---- Source passage

Today I will present my Onward! Essay "<Redressing...
# share-your-work
k
Today I will present my Onward! Essay "Redressing the Balance: A Yin-Yang Perspective on Information Technology" at SPLASH (as a remote participant). It will be live-streamed at 18:00 UTC

on YouTube

. The topic is how computing technology can be made to better support processes of learning, understanding, and trusting, for individuals or for society as a whole (we call it "science" then). Such support has requirements very different from those for designing and constructing software systems for deployment as tools.
m
Good luck! And hopefully you have less or no streaming issues and off course..no echo 😊
k
I opted for pre-recording my talk, so at least technical issues are limited to the Q&A session. I have yet to experience a remote presentation without any technical problems.
m
Good decision!
s
Judging from the few talks I saw with either remote speakers involved or done completely remote, there’s a good chance it’ll work smoothly. I know, surprising. Fingers crossed and good luck!

--------

Jobs:
A. Answer these questions from the share-your-work thread:
(i) At what time is the talk to be live-streamed?
(ii) Which three processes does the essay say computing technology can be made to better support?
(iii) Which part of the talk will still be subject to technical issues after the speaker pre-recorded it?
B. From the share-your-work thread, extract the passage starting with "# share-your-work" and going on through "deployment as tools.".

---- Data segment

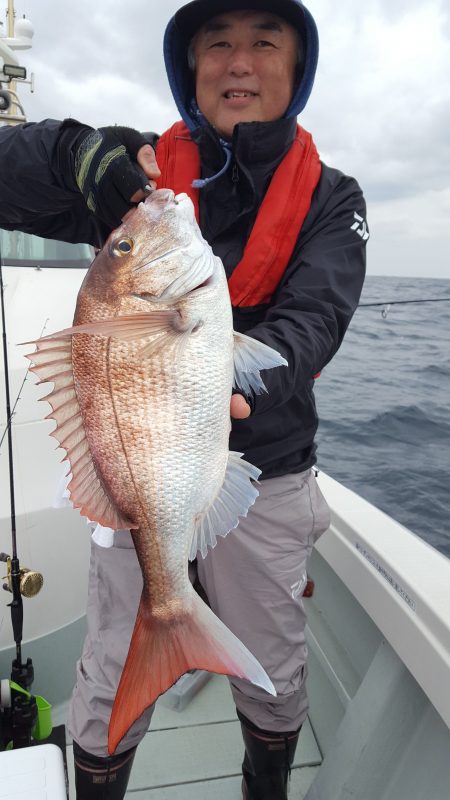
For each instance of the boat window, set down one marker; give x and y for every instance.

--------

Responses in order:
A.
(i) 18:00 UTC
(ii) Learning, understanding, and trusting
(iii) The Q&A session

B.
# share-your-work
k
Today I will present my Onward! Essay "Redressing the Balance: A Yin-Yang Perspective on Information Technology" at SPLASH (as a remote participant). It will be live-streamed at 18:00 UTC

on YouTube

. The topic is how computing technology can be made to better support processes of learning, understanding, and trusting, for individuals or for society as a whole (we call it "science" then). Such support has requirements very different from those for designing and constructing software systems for deployment as tools.